··· GIVEN DATA
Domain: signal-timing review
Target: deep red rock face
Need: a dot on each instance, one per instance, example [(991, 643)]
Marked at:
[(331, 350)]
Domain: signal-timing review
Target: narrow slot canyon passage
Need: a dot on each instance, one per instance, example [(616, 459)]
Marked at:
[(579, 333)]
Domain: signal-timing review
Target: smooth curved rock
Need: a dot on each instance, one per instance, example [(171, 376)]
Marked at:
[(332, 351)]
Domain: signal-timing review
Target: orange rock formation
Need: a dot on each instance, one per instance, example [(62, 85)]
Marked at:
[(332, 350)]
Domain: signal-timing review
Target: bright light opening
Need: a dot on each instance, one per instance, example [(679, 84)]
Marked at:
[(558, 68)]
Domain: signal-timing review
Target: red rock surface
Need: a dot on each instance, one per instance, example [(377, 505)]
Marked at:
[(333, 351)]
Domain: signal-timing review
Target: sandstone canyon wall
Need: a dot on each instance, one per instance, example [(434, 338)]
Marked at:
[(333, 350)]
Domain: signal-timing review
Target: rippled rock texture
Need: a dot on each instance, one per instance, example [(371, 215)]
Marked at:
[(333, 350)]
······
··· GIVEN DATA
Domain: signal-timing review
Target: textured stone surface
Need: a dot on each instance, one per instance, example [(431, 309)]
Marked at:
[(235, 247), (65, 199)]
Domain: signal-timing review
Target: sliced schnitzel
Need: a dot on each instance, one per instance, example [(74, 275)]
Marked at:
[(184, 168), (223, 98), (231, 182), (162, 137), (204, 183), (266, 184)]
······
REQUEST:
Locate every line in the records that contains the string "Need" and copy each one.

EXERCISE RESPONSE:
Need: a dot on each instance, one per instance, example [(991, 643)]
Need: a dot on each instance, one per instance, example [(616, 459)]
Need: a dot on each instance, one per instance, example [(171, 376)]
Need: a dot on each instance, one per instance, example [(62, 85)]
Need: a dot on each instance, one per instance, example [(679, 84)]
Need: a dot on each instance, one per instance, example [(377, 505)]
Need: a dot on each instance, one per instance, example [(434, 338)]
Need: a dot on each instance, one per instance, example [(371, 215)]
Need: a dot on each instance, one per instance, example [(431, 309)]
Need: a dot on each instance, one per instance, example [(74, 275)]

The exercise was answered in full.